● **Listed records**
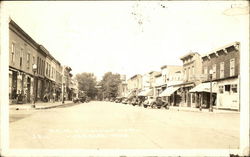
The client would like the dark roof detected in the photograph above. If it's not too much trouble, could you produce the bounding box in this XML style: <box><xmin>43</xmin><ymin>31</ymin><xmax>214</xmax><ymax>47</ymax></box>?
<box><xmin>180</xmin><ymin>52</ymin><xmax>200</xmax><ymax>60</ymax></box>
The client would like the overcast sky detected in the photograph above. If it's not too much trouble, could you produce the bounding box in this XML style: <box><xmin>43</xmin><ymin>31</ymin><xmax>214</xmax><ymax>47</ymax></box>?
<box><xmin>5</xmin><ymin>1</ymin><xmax>249</xmax><ymax>79</ymax></box>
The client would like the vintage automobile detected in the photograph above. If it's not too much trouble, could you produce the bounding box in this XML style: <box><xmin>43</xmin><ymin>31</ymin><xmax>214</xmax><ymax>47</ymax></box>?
<box><xmin>136</xmin><ymin>96</ymin><xmax>147</xmax><ymax>106</ymax></box>
<box><xmin>122</xmin><ymin>98</ymin><xmax>128</xmax><ymax>104</ymax></box>
<box><xmin>143</xmin><ymin>96</ymin><xmax>155</xmax><ymax>108</ymax></box>
<box><xmin>151</xmin><ymin>97</ymin><xmax>169</xmax><ymax>109</ymax></box>
<box><xmin>115</xmin><ymin>97</ymin><xmax>123</xmax><ymax>103</ymax></box>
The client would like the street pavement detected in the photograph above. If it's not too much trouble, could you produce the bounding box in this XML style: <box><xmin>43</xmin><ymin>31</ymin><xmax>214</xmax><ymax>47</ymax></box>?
<box><xmin>10</xmin><ymin>101</ymin><xmax>240</xmax><ymax>149</ymax></box>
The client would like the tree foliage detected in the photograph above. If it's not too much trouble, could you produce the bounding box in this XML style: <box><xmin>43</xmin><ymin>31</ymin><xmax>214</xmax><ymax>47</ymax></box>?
<box><xmin>100</xmin><ymin>72</ymin><xmax>121</xmax><ymax>98</ymax></box>
<box><xmin>76</xmin><ymin>72</ymin><xmax>97</xmax><ymax>98</ymax></box>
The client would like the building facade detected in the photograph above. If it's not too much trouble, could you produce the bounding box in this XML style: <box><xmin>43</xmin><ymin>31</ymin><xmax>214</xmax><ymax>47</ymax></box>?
<box><xmin>9</xmin><ymin>20</ymin><xmax>40</xmax><ymax>104</ymax></box>
<box><xmin>174</xmin><ymin>52</ymin><xmax>203</xmax><ymax>107</ymax></box>
<box><xmin>202</xmin><ymin>42</ymin><xmax>240</xmax><ymax>110</ymax></box>
<box><xmin>9</xmin><ymin>20</ymin><xmax>76</xmax><ymax>104</ymax></box>
<box><xmin>127</xmin><ymin>74</ymin><xmax>142</xmax><ymax>95</ymax></box>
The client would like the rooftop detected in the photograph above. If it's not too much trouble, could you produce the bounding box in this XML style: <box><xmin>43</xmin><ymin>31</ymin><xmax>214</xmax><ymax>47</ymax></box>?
<box><xmin>180</xmin><ymin>52</ymin><xmax>200</xmax><ymax>60</ymax></box>
<box><xmin>202</xmin><ymin>41</ymin><xmax>240</xmax><ymax>58</ymax></box>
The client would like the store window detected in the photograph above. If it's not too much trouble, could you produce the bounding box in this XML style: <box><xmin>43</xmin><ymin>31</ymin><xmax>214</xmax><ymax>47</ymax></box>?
<box><xmin>219</xmin><ymin>86</ymin><xmax>224</xmax><ymax>94</ymax></box>
<box><xmin>20</xmin><ymin>49</ymin><xmax>23</xmax><ymax>68</ymax></box>
<box><xmin>231</xmin><ymin>84</ymin><xmax>237</xmax><ymax>93</ymax></box>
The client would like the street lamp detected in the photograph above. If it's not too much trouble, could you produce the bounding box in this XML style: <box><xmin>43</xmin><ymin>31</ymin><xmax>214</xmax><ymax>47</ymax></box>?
<box><xmin>31</xmin><ymin>64</ymin><xmax>37</xmax><ymax>108</ymax></box>
<box><xmin>209</xmin><ymin>69</ymin><xmax>214</xmax><ymax>112</ymax></box>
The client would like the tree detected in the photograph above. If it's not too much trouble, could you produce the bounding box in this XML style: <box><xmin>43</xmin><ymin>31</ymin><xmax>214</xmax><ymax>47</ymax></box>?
<box><xmin>100</xmin><ymin>72</ymin><xmax>121</xmax><ymax>98</ymax></box>
<box><xmin>76</xmin><ymin>72</ymin><xmax>97</xmax><ymax>98</ymax></box>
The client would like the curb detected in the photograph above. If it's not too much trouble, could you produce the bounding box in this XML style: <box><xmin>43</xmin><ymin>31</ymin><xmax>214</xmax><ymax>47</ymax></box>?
<box><xmin>167</xmin><ymin>108</ymin><xmax>240</xmax><ymax>114</ymax></box>
<box><xmin>35</xmin><ymin>102</ymin><xmax>74</xmax><ymax>110</ymax></box>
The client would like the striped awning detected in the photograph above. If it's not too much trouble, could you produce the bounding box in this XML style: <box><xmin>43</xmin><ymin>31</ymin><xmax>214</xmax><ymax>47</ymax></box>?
<box><xmin>138</xmin><ymin>89</ymin><xmax>153</xmax><ymax>96</ymax></box>
<box><xmin>189</xmin><ymin>82</ymin><xmax>218</xmax><ymax>93</ymax></box>
<box><xmin>159</xmin><ymin>87</ymin><xmax>180</xmax><ymax>97</ymax></box>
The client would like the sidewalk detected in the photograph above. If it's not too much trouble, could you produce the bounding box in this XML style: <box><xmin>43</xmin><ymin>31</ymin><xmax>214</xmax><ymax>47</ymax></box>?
<box><xmin>10</xmin><ymin>101</ymin><xmax>73</xmax><ymax>110</ymax></box>
<box><xmin>169</xmin><ymin>106</ymin><xmax>240</xmax><ymax>114</ymax></box>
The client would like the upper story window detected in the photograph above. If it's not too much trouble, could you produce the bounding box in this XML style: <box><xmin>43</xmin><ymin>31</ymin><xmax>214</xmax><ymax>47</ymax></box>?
<box><xmin>220</xmin><ymin>62</ymin><xmax>224</xmax><ymax>78</ymax></box>
<box><xmin>230</xmin><ymin>58</ymin><xmax>235</xmax><ymax>76</ymax></box>
<box><xmin>33</xmin><ymin>56</ymin><xmax>35</xmax><ymax>64</ymax></box>
<box><xmin>19</xmin><ymin>48</ymin><xmax>23</xmax><ymax>68</ymax></box>
<box><xmin>212</xmin><ymin>64</ymin><xmax>216</xmax><ymax>79</ymax></box>
<box><xmin>11</xmin><ymin>43</ymin><xmax>16</xmax><ymax>63</ymax></box>
<box><xmin>203</xmin><ymin>67</ymin><xmax>208</xmax><ymax>79</ymax></box>
<box><xmin>192</xmin><ymin>66</ymin><xmax>194</xmax><ymax>75</ymax></box>
<box><xmin>219</xmin><ymin>86</ymin><xmax>224</xmax><ymax>94</ymax></box>
<box><xmin>231</xmin><ymin>84</ymin><xmax>237</xmax><ymax>93</ymax></box>
<box><xmin>27</xmin><ymin>52</ymin><xmax>30</xmax><ymax>69</ymax></box>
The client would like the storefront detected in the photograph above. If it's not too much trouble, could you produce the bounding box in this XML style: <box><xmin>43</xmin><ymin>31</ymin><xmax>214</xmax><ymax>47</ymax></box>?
<box><xmin>189</xmin><ymin>82</ymin><xmax>218</xmax><ymax>108</ymax></box>
<box><xmin>159</xmin><ymin>86</ymin><xmax>180</xmax><ymax>106</ymax></box>
<box><xmin>216</xmin><ymin>78</ymin><xmax>240</xmax><ymax>110</ymax></box>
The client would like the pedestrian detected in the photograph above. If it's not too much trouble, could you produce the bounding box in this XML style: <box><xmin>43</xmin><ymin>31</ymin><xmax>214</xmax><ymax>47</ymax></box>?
<box><xmin>53</xmin><ymin>92</ymin><xmax>56</xmax><ymax>102</ymax></box>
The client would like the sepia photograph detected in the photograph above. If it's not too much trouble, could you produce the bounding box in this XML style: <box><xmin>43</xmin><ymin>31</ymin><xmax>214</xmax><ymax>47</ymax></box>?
<box><xmin>0</xmin><ymin>1</ymin><xmax>250</xmax><ymax>157</ymax></box>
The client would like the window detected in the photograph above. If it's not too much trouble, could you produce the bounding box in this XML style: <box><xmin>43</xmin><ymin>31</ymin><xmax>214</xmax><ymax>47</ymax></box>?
<box><xmin>219</xmin><ymin>86</ymin><xmax>223</xmax><ymax>94</ymax></box>
<box><xmin>220</xmin><ymin>62</ymin><xmax>224</xmax><ymax>78</ymax></box>
<box><xmin>212</xmin><ymin>64</ymin><xmax>216</xmax><ymax>79</ymax></box>
<box><xmin>184</xmin><ymin>69</ymin><xmax>187</xmax><ymax>79</ymax></box>
<box><xmin>203</xmin><ymin>67</ymin><xmax>208</xmax><ymax>79</ymax></box>
<box><xmin>230</xmin><ymin>58</ymin><xmax>235</xmax><ymax>76</ymax></box>
<box><xmin>231</xmin><ymin>84</ymin><xmax>237</xmax><ymax>93</ymax></box>
<box><xmin>46</xmin><ymin>62</ymin><xmax>49</xmax><ymax>76</ymax></box>
<box><xmin>225</xmin><ymin>85</ymin><xmax>230</xmax><ymax>92</ymax></box>
<box><xmin>27</xmin><ymin>53</ymin><xmax>30</xmax><ymax>69</ymax></box>
<box><xmin>20</xmin><ymin>48</ymin><xmax>23</xmax><ymax>68</ymax></box>
<box><xmin>188</xmin><ymin>67</ymin><xmax>191</xmax><ymax>80</ymax></box>
<box><xmin>11</xmin><ymin>43</ymin><xmax>16</xmax><ymax>63</ymax></box>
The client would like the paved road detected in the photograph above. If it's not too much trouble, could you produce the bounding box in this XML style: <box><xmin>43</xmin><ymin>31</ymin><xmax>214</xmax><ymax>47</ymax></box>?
<box><xmin>10</xmin><ymin>102</ymin><xmax>239</xmax><ymax>149</ymax></box>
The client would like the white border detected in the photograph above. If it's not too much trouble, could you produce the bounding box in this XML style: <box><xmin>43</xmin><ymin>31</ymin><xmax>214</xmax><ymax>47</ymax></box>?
<box><xmin>0</xmin><ymin>1</ymin><xmax>250</xmax><ymax>156</ymax></box>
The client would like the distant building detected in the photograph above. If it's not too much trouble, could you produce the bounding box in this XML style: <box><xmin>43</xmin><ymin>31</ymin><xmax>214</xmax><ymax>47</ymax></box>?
<box><xmin>9</xmin><ymin>20</ymin><xmax>41</xmax><ymax>104</ymax></box>
<box><xmin>118</xmin><ymin>75</ymin><xmax>128</xmax><ymax>97</ymax></box>
<box><xmin>127</xmin><ymin>74</ymin><xmax>142</xmax><ymax>95</ymax></box>
<box><xmin>201</xmin><ymin>42</ymin><xmax>240</xmax><ymax>110</ymax></box>
<box><xmin>170</xmin><ymin>52</ymin><xmax>202</xmax><ymax>107</ymax></box>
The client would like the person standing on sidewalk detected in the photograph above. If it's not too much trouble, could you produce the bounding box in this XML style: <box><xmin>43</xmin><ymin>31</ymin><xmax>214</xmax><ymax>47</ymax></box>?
<box><xmin>53</xmin><ymin>92</ymin><xmax>56</xmax><ymax>103</ymax></box>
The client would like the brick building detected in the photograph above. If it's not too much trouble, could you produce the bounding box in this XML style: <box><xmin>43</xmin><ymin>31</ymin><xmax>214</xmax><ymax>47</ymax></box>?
<box><xmin>9</xmin><ymin>20</ymin><xmax>39</xmax><ymax>103</ymax></box>
<box><xmin>199</xmin><ymin>42</ymin><xmax>240</xmax><ymax>110</ymax></box>
<box><xmin>9</xmin><ymin>20</ymin><xmax>76</xmax><ymax>104</ymax></box>
<box><xmin>127</xmin><ymin>74</ymin><xmax>142</xmax><ymax>95</ymax></box>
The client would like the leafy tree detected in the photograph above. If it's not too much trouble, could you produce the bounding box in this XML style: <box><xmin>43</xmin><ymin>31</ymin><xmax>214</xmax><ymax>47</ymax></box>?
<box><xmin>76</xmin><ymin>72</ymin><xmax>97</xmax><ymax>98</ymax></box>
<box><xmin>100</xmin><ymin>72</ymin><xmax>121</xmax><ymax>98</ymax></box>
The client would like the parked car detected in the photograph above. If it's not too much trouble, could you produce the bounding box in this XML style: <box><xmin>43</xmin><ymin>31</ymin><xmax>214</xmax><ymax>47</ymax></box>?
<box><xmin>115</xmin><ymin>97</ymin><xmax>124</xmax><ymax>103</ymax></box>
<box><xmin>122</xmin><ymin>98</ymin><xmax>128</xmax><ymax>104</ymax></box>
<box><xmin>143</xmin><ymin>96</ymin><xmax>155</xmax><ymax>108</ymax></box>
<box><xmin>136</xmin><ymin>96</ymin><xmax>147</xmax><ymax>106</ymax></box>
<box><xmin>151</xmin><ymin>97</ymin><xmax>169</xmax><ymax>109</ymax></box>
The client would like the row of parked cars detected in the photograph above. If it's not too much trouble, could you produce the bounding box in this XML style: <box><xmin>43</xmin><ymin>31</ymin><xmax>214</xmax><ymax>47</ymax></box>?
<box><xmin>73</xmin><ymin>96</ymin><xmax>90</xmax><ymax>103</ymax></box>
<box><xmin>111</xmin><ymin>96</ymin><xmax>169</xmax><ymax>109</ymax></box>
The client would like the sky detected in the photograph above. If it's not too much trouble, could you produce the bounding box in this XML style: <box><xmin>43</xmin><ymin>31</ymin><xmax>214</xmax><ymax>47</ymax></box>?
<box><xmin>4</xmin><ymin>1</ymin><xmax>249</xmax><ymax>80</ymax></box>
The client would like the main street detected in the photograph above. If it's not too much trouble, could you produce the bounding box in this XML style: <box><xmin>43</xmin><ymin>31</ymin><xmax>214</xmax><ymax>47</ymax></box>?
<box><xmin>10</xmin><ymin>101</ymin><xmax>240</xmax><ymax>149</ymax></box>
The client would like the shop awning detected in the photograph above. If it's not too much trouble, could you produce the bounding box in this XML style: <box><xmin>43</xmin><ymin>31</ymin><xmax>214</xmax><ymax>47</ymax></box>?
<box><xmin>159</xmin><ymin>87</ymin><xmax>180</xmax><ymax>96</ymax></box>
<box><xmin>189</xmin><ymin>82</ymin><xmax>218</xmax><ymax>93</ymax></box>
<box><xmin>138</xmin><ymin>89</ymin><xmax>153</xmax><ymax>96</ymax></box>
<box><xmin>125</xmin><ymin>92</ymin><xmax>133</xmax><ymax>98</ymax></box>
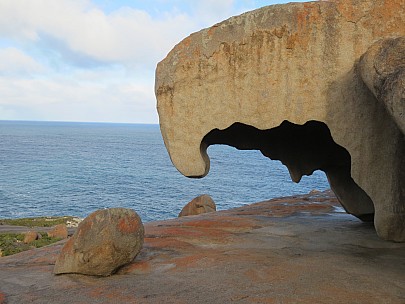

● **Your objective**
Replace "photograph" with "image" in the rows from the line containing "The client would like the row" through the last line of the rows, and write out only those lines with everything else unchanged. Leave the pictures out.

● **Task response**
The client would like the row of parked cars detected in the image above. If it's not too much trouble, could you produce the bounding box in this XML style: <box><xmin>43</xmin><ymin>31</ymin><xmax>214</xmax><ymax>47</ymax></box>?
<box><xmin>73</xmin><ymin>96</ymin><xmax>90</xmax><ymax>103</ymax></box>
<box><xmin>111</xmin><ymin>96</ymin><xmax>169</xmax><ymax>109</ymax></box>
The client would like the sky detected in the image above. If it's not too much trouble, could you produce the bounding box in this XML style: <box><xmin>43</xmin><ymin>31</ymin><xmax>214</xmax><ymax>47</ymax></box>?
<box><xmin>4</xmin><ymin>1</ymin><xmax>249</xmax><ymax>80</ymax></box>
The client would like the main street detected in the image above. If it's not too much trouble, could you produce the bounding box in this XML style: <box><xmin>43</xmin><ymin>31</ymin><xmax>214</xmax><ymax>47</ymax></box>?
<box><xmin>10</xmin><ymin>101</ymin><xmax>240</xmax><ymax>149</ymax></box>
The client would like the shop awning detected in the image above. If it's not too much trouble, could you produce the bounding box in this XML style: <box><xmin>43</xmin><ymin>31</ymin><xmax>214</xmax><ymax>47</ymax></box>?
<box><xmin>159</xmin><ymin>87</ymin><xmax>180</xmax><ymax>96</ymax></box>
<box><xmin>189</xmin><ymin>82</ymin><xmax>218</xmax><ymax>93</ymax></box>
<box><xmin>138</xmin><ymin>89</ymin><xmax>153</xmax><ymax>96</ymax></box>
<box><xmin>125</xmin><ymin>92</ymin><xmax>133</xmax><ymax>98</ymax></box>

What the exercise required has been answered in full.